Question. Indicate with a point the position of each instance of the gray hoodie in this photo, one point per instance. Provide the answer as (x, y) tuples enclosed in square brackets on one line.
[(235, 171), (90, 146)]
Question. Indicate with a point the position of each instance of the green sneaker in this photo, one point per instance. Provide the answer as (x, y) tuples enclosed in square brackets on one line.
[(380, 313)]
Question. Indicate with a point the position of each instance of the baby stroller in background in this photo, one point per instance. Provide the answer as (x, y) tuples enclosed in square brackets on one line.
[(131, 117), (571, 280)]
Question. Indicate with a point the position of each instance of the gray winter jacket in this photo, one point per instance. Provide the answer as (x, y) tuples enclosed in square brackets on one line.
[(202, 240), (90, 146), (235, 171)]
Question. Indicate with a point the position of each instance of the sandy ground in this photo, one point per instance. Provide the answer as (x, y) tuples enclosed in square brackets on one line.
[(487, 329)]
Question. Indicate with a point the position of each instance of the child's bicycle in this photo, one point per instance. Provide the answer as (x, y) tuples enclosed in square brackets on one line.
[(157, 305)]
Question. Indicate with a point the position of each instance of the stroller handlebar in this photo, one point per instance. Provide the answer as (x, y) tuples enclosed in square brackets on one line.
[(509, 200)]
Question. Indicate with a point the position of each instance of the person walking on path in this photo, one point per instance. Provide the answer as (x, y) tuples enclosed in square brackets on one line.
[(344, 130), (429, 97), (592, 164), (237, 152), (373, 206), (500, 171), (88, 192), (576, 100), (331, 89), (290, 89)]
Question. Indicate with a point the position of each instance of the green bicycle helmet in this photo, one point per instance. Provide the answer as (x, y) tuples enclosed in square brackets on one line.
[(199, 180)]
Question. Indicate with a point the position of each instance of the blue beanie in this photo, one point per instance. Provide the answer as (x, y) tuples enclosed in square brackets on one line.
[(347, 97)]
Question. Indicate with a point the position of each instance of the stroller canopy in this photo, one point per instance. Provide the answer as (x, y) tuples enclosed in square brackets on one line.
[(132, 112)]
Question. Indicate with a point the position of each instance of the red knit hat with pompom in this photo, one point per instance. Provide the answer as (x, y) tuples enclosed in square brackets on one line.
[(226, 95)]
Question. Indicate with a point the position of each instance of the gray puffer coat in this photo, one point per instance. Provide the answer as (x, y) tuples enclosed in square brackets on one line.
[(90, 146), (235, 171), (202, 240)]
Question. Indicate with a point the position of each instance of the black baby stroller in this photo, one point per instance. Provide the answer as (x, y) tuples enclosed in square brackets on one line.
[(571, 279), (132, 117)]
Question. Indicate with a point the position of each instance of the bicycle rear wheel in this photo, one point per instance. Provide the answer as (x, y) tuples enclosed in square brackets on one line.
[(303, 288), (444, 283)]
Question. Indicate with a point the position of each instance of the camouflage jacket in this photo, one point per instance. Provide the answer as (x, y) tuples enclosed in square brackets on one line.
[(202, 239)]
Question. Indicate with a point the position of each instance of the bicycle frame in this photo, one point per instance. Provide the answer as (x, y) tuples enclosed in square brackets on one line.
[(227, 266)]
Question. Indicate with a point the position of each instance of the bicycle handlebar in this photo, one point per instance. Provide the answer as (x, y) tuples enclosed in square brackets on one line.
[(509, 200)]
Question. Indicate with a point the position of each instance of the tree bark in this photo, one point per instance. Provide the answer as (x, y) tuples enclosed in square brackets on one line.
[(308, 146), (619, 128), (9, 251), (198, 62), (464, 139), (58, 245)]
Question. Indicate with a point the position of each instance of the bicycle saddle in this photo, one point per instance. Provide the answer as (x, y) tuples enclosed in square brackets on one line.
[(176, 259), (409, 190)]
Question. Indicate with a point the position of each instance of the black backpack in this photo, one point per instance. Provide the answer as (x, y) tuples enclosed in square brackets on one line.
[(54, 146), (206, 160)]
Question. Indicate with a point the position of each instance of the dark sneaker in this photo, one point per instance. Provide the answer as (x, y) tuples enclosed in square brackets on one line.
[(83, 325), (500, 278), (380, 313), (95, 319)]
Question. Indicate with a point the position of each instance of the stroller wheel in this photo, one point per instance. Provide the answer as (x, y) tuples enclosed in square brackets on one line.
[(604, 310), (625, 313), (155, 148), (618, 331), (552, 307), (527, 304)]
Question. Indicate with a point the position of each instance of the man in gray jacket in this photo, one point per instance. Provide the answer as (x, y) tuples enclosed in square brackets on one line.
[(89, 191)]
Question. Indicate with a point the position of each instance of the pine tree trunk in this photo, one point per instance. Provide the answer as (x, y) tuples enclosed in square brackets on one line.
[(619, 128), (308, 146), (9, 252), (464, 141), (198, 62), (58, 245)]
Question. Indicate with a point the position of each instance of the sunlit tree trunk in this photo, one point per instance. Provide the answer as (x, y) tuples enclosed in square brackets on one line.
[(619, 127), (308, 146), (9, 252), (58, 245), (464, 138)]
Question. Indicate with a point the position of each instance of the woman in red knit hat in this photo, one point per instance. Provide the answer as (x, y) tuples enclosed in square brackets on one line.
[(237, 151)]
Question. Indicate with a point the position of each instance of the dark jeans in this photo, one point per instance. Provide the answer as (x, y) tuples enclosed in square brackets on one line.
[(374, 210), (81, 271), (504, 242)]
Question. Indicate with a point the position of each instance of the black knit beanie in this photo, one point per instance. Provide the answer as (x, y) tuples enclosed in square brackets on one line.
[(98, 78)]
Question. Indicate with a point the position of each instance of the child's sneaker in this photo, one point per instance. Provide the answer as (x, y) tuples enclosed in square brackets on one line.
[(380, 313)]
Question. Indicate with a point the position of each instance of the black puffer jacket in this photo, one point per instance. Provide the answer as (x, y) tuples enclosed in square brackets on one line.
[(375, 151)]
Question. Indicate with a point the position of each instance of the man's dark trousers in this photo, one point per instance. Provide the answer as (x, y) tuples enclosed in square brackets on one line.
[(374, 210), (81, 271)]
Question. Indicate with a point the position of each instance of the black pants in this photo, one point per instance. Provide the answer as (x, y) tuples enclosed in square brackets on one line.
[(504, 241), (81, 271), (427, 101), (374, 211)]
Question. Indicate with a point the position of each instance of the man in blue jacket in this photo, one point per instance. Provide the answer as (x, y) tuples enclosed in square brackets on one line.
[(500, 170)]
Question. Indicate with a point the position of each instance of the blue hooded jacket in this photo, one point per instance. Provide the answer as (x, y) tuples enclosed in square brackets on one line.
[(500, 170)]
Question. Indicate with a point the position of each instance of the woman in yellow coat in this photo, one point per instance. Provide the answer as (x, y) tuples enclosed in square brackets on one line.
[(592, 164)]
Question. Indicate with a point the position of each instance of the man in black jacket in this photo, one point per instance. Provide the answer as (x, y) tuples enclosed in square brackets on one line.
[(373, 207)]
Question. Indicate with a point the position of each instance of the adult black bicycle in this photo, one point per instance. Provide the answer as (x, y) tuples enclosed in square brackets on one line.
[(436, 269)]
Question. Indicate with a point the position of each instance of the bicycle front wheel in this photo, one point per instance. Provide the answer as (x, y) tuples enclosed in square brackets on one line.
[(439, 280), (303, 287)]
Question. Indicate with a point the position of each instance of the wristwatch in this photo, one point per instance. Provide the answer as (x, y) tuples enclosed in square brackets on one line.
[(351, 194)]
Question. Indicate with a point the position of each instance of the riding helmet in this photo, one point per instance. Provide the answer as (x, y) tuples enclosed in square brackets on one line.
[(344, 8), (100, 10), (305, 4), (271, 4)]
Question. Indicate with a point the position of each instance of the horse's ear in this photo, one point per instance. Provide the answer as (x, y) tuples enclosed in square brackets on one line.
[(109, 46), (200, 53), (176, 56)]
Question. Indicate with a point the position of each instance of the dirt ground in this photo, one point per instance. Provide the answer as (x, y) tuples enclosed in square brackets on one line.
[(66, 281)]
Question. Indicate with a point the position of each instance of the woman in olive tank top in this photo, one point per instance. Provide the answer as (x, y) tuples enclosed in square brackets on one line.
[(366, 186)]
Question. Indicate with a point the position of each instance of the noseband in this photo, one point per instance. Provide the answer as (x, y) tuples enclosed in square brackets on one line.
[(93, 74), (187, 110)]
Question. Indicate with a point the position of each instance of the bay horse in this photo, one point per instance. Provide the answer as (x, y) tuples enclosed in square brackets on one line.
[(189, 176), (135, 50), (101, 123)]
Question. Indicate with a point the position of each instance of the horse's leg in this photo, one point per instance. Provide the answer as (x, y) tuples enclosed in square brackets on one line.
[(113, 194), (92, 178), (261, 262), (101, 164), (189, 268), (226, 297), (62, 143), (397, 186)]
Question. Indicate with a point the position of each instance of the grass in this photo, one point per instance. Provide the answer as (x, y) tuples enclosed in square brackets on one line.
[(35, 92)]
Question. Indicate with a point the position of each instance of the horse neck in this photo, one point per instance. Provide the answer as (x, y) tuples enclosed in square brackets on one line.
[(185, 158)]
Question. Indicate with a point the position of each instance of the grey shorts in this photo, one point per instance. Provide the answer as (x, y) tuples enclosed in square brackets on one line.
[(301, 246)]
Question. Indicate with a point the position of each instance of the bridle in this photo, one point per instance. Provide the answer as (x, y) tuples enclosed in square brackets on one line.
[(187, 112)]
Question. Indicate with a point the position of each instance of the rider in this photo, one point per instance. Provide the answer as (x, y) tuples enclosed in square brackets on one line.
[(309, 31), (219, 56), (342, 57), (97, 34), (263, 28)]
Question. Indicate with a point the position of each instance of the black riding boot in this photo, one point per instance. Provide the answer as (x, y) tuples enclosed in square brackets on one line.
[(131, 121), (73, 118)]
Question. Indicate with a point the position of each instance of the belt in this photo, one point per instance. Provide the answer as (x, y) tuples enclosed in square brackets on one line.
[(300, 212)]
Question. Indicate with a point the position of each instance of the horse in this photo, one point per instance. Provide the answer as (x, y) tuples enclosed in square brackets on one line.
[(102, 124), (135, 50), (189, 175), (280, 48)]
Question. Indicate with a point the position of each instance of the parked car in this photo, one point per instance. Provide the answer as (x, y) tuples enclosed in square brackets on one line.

========================================

*Task brief:*
Rewrite everything from the line containing "the stroller canopy" down to the line containing "[(303, 288), (444, 283)]", requests included, raising every coordinate in the answers by 72.

*Output below:*
Question. Indicate with a point the position of each instance of the stroller canopy in this photo, one point per instance. Provide the answer as (x, y) tuples enclosed in square brackets on one line.
[(204, 184)]
Question. Indicate with a point the position of each instance of the red knit hat with pompom in this photo, one point per instance. Provide the answer as (x, y) tuples enclosed in square brackets on one line.
[(298, 167)]
Question. Indicate with a point the position of each instance of the gray puffer coat in this photo, one point per instance. Provide the answer as (x, y) tuples enclosed in square brackets on one line.
[(162, 218), (307, 243), (274, 312)]
Question. Indicate with a point the position of each instance of the black baby stroller in this photo, one point per instance. Provide the answer as (x, y) tuples enclosed in square brackets on one line.
[(643, 351), (204, 189)]
Question. Indicate with a point the position of each instance of the bicycle rear wheel in this photo, one point per instance. Provide the answer as (x, y) tuples enclosed in square brackets on one line.
[(375, 360), (516, 355)]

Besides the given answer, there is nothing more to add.